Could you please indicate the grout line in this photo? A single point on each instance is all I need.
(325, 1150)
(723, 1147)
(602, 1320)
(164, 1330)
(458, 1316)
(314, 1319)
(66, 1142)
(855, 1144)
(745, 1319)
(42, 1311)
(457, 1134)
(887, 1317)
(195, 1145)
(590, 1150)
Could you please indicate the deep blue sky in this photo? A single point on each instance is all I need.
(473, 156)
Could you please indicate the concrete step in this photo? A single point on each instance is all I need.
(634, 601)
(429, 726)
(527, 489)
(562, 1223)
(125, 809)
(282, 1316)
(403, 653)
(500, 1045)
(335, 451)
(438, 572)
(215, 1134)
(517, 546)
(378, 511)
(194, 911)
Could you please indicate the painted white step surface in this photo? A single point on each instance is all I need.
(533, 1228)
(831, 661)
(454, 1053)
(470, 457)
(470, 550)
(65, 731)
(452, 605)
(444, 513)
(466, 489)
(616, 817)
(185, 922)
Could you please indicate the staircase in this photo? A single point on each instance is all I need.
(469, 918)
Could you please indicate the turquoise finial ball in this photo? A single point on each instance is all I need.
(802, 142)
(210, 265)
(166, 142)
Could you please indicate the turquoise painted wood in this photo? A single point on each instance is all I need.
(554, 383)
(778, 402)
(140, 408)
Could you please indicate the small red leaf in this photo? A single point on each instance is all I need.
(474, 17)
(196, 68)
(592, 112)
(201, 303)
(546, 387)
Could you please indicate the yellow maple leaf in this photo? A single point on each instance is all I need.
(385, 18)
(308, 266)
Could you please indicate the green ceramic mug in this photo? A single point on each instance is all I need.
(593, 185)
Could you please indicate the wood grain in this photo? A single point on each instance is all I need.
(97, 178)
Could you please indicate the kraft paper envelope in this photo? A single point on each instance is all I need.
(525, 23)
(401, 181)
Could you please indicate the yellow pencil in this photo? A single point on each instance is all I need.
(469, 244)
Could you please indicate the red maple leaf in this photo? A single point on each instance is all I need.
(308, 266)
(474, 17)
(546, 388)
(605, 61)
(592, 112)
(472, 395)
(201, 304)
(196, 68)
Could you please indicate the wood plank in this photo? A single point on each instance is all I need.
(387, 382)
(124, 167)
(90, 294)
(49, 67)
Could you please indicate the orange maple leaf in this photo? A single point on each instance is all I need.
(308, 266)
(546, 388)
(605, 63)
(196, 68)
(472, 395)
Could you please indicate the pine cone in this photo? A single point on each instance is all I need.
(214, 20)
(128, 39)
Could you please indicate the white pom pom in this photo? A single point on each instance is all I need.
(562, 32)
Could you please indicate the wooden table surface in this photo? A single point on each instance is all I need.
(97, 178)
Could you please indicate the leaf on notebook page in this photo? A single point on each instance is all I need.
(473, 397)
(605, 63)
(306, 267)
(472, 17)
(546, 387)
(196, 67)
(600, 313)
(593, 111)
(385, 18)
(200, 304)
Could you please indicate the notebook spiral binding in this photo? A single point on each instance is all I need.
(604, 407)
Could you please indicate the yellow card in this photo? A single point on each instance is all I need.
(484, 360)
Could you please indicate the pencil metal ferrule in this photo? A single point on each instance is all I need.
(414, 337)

##########

• [Task directions]
Copy the entire listing above line for line, without changing a single character.

• [Output below]
Could you please indicate the grout line in this photo? A single point on each instance is all I need.
(325, 1150)
(723, 1147)
(602, 1320)
(164, 1330)
(458, 1316)
(314, 1319)
(66, 1142)
(855, 1144)
(745, 1319)
(42, 1311)
(457, 1134)
(887, 1317)
(195, 1145)
(590, 1150)
Could you please indicate the deep blue sky in this photo? A single point on each instance is all I need.
(473, 156)
Could you please indicate the concrete step in this photo? A single point on each instance is all I need.
(634, 601)
(429, 726)
(527, 489)
(562, 1223)
(125, 809)
(282, 1316)
(403, 653)
(500, 1045)
(335, 451)
(438, 572)
(215, 1134)
(517, 546)
(378, 511)
(194, 911)
Could you please indicate the painted white step surface in this photo? A single point on each instance is all I need.
(533, 1228)
(831, 661)
(454, 1053)
(470, 457)
(470, 550)
(65, 731)
(452, 605)
(444, 513)
(466, 489)
(616, 817)
(185, 922)
Could you please indicate the staircase in this photo? A single point on each instance is all I need.
(469, 918)
Could you please indicate the turquoise finial ball in this photo? A single point on each instance is all I need.
(802, 142)
(210, 265)
(166, 142)
Could you please indicate the turquoise painted wood in this photo? A single point on each instance is all I need.
(554, 383)
(778, 402)
(140, 408)
Could you please indicate the small red leaf in this photo? A single point on each instance is all I need.
(474, 17)
(196, 68)
(592, 112)
(201, 303)
(546, 387)
Could you please indicate the yellow maple leaf in this photo? A single point on each instance is all I need.
(385, 18)
(308, 266)
Could you please indicate the green ceramic mug in this photo? A single point on each instance is all I need.
(593, 185)
Could you please indicate the wood grain in this photo? A single point on each instance is all I need.
(97, 178)
Could you please indicate the kraft paper envelope in this photo? A single point on each instance is all I need.
(525, 23)
(401, 181)
Could you please indicate the yellow pencil in this photo? A single point on each instance is all I need.
(469, 244)
Could you please indicate the red maple leaf in this photo? A single point on each instance is all I need.
(308, 266)
(474, 17)
(546, 388)
(605, 61)
(592, 112)
(472, 395)
(201, 304)
(196, 68)
Could you please indicate the wood plank in this photo? A single point on each instance is all I need.
(387, 382)
(124, 167)
(90, 294)
(49, 67)
Could you please indicate the orange maple leaf in this photo? A single point on each instance is all I need.
(308, 266)
(546, 388)
(605, 63)
(196, 68)
(472, 395)
Could you please indicate the pine cone in this photo? A single point on each instance is all I need.
(214, 20)
(128, 39)
Could you please indicate the white pom pom in this photo? A single point on each instance is all I need.
(562, 32)
Could you please indicate the wooden table surface in this photo? A single point on each instance is all I need.
(97, 178)
Could you please indicate the leaf on notebook page in this photo? A single point on each instance is all I need.
(473, 397)
(605, 63)
(306, 267)
(472, 17)
(546, 387)
(196, 67)
(600, 313)
(593, 111)
(385, 18)
(200, 304)
Could you please indicate the notebook spiral binding in this photo? A single point on each instance is all I need.
(604, 407)
Could you please indicate the yellow card in this photo? A single point on each instance is all I need.
(484, 360)
Could you please indicate the pencil metal ferrule in this photo? A single point on each instance is all I need.
(414, 337)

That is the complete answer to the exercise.